PASSAGE FOR REVIEW »
──────

- BA.2, an Omicron subvariant, is dominant in the US, according to CDC data.
- BA.2 now accounts for nearly 55% of sequenced COVID-19 tests, the data shows.
- BA.2 is more infectious than the BA.1 subvariant of Omicron, but it’s not more deadly and vaccines still work against it.
A more contagious Omicron subvariant is now dominant in the US, according to the latest data from the Centers for Disease Control and Prevention.
The subvariant, called BA.2, now accounts for nearly 55% of the nation’s COVID-19 tests that have undergone genetic sequencing, the data shows, although levels vary from state-to-state.
BA.2 had already become the most common cause of new COVID-19 infections in northeastern states.
Dr. Anthony Fauci, President Biden’s chief medical advisor, has said that the subvariant could cause an uptick in cases in the US, but he doesn’t think it would cause another surge.
“The bottom line is we likely will see an uptick in cases as we’ve seen in the European countries, particularly the UK, where they’ve had the same situation as we’ve had now. They have BA.2. They have a relaxation of some restrictions such as indoor masking and there’s a waning of immunity.” he told ABC News March 20.
In the UK, BA.2 has spread 75% faster than the formerly dominant BA.1 Omicron subvariant, according to official data from the UK Health Security Agency. But it hasn’t caused more hospitalizations and doesn’t appear to escape the immune response from vaccines or previous infections. Insider has previously reported that lab studies indicate a previous BA.1 infection will offer some protection against BA.2, though it’s unclear how long this protection lasts.
As of Tuesday, the weekly average of new cases per day in the US was 26,000, according to Johns Hopkins University, but the numbers are probably higher than not everyone infected with the virus gets tested. Cases last peaked in January at more than 800,000 cases, the data shows.
Fauci said the “easiest way” to prevent another surge was to get people vaccinated and boosted.
As of Monday, the CDC said that Americans older than 50 with underlying medical conditions, and everyone over 65, “may” get an extra second booster shot to bolster immunity against COVID-19.
About 65% of Americans are fully vaccinated and around 44% of those eligible have had a first booster, CDC data shows.

──────

DATA EXTRACT »
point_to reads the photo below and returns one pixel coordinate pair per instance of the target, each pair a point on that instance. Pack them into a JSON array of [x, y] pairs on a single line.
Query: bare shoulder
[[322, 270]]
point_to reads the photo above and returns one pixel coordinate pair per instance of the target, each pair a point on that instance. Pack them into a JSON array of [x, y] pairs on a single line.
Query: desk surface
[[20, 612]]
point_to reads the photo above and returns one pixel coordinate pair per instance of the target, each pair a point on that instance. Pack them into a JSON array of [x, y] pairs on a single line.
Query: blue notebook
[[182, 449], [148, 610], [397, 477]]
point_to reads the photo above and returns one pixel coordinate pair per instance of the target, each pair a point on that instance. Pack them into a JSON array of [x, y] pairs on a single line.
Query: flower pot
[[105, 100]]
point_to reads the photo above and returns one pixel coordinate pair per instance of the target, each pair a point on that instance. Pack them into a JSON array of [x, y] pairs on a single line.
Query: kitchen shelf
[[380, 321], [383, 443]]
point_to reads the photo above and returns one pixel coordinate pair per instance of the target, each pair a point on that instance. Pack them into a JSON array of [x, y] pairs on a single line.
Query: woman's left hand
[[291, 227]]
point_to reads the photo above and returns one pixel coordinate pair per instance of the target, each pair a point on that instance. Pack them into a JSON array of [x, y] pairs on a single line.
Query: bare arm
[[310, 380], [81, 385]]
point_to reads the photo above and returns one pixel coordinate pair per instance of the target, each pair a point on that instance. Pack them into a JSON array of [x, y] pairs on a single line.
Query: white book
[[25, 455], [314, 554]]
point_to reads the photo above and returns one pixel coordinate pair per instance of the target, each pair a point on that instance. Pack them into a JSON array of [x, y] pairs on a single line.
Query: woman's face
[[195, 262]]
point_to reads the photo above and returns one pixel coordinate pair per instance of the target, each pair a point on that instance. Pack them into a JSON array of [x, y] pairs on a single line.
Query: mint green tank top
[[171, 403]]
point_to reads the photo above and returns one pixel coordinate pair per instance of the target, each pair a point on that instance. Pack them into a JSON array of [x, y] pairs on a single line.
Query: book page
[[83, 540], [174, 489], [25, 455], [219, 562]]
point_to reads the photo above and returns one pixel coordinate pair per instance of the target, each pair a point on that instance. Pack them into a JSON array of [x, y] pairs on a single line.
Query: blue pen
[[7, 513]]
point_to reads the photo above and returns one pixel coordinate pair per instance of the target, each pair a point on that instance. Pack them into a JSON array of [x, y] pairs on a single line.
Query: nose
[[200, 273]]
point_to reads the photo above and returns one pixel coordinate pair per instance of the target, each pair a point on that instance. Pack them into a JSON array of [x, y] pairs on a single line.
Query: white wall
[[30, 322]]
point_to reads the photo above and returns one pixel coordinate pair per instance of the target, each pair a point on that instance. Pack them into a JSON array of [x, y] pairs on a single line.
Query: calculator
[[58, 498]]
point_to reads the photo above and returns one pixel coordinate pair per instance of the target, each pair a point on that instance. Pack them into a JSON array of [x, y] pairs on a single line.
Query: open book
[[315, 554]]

──────

USING THE INFORMATION »
a) Print the portion of the BA.2 article starting with "BA.2 had already" and going on through "cause another surge.".
b) Summarize the BA.2 article in two sentences.
c) Using the BA.2 article, answer these questions:
(i) According to the UK Health Security Agency, how much faster has BA.2 spread in the UK than BA.1?
(ii) In what month did US cases last peak, and at what level?
(iii) What share of Americans are fully vaccinated, according to CDC data?

ANSWERS IN ORDER »
a)
BA.2 had already become the most common cause of new COVID-19 infections in northeastern states.
Dr. Anthony Fauci, President Biden’s chief medical advisor, has said that the subvariant could cause an uptick in cases in the US, but he doesn’t think it would cause another surge.

b) BA.2, a more contagious Omicron subvariant, is now dominant in the US and accounts for nearly 55% of sequenced COVID-19 tests, according to CDC data. It is more infectious than BA.1 but not more deadly, vaccines still work against it, and Dr. Anthony Fauci expects an uptick in cases but not another surge.

c)
(i) 75% faster.
(ii) January, at more than 800,000 cases.
(iii) About 65%.